## Begin RECORDS FOR PROCESSING
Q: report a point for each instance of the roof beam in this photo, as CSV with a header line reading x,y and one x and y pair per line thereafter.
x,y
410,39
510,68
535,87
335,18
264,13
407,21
## End RECORDS FOR PROCESSING
> _WHAT YOU ARE ASKED TO DO_: Please format every line of the records above as a numbered list, leaving out any blank lines.

> _SOLUTION TO THE EXERCISE_:
1. Q: report a point for each instance of the roof beam in this photo, as CSV with a header line reading x,y and one x and y pair per line thereafter.
2. x,y
3. 410,39
4. 510,68
5. 535,87
6. 335,18
7. 264,13
8. 407,21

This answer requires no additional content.